**SOURCE PASSAGE**
• • •
Uniforms, utilitarian clothes, normative dress, including straitjackets, were included in the #GucciSS20 fashion show as the most extreme version of a uniform dictated by society and those who control it. These clothes were a statement for the fashion show and will not be sold. @alessandro_michele designed these blank-styled clothes to represent how through fashion, power is exercised over life, to eliminate self-expression. This power prescribes social norms, classifying and curbing identity. The Creative Director’s antidote is seen in the Gucci Spring Summer 2020 lineup of 89 looks, he has designed a collection that conveys fashion as a way to allow people to walk through fields of possibilities, cultivate beauty, make diversity sacrosanct and celebrate the self in expression and identity. #AlessandroMichele
Although the brand affirmed on Instagram that its creative director had made the collection and “designed these blank-styled clothes to represent how through fashion, power is exercised over life, to eliminate self-expression" the criticisms have not ceased.
• • •
**DATASET EXCERPT**
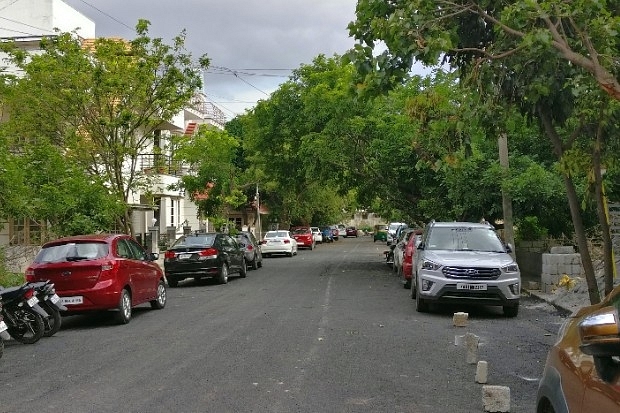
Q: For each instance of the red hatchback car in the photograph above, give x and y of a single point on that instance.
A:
• • •
**WHAT YOU HAVE TO DO**
How many looks made up the Gucci Spring Summer 2020 lineup, according to the passage on the Gucci fashion show?

**COMPLETED TASK**
89 looks.